* What you will do *
Please quote the data below word for word, leaving out the pictures.
--- BEGIN Data excerpts ---
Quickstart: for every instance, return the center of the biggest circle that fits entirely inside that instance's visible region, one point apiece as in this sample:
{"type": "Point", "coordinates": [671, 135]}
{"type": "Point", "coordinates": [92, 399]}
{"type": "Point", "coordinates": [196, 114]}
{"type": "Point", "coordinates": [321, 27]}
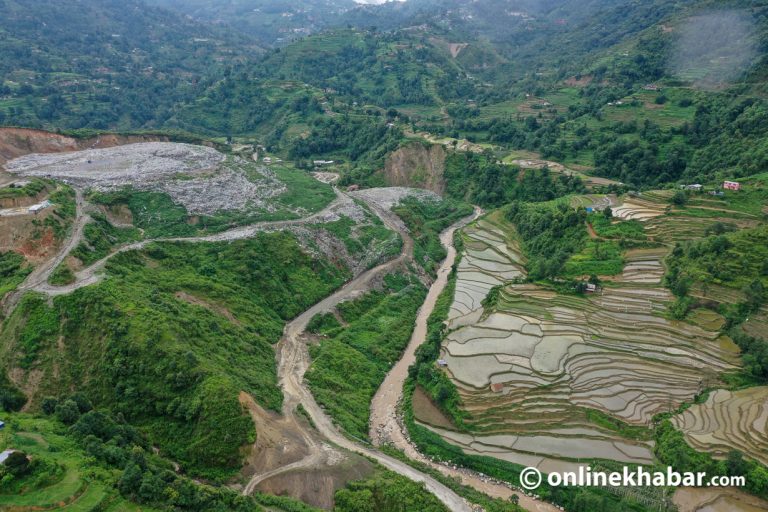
--- END Data excerpts ---
* Reply to the exercise *
Quickstart: for every instance, return the center of the biggest circle that fits entirely inside that instance's visible region, one point apiece as in this sample:
{"type": "Point", "coordinates": [671, 135]}
{"type": "Point", "coordinates": [92, 399]}
{"type": "Point", "coordinates": [196, 114]}
{"type": "Point", "coordinates": [321, 27]}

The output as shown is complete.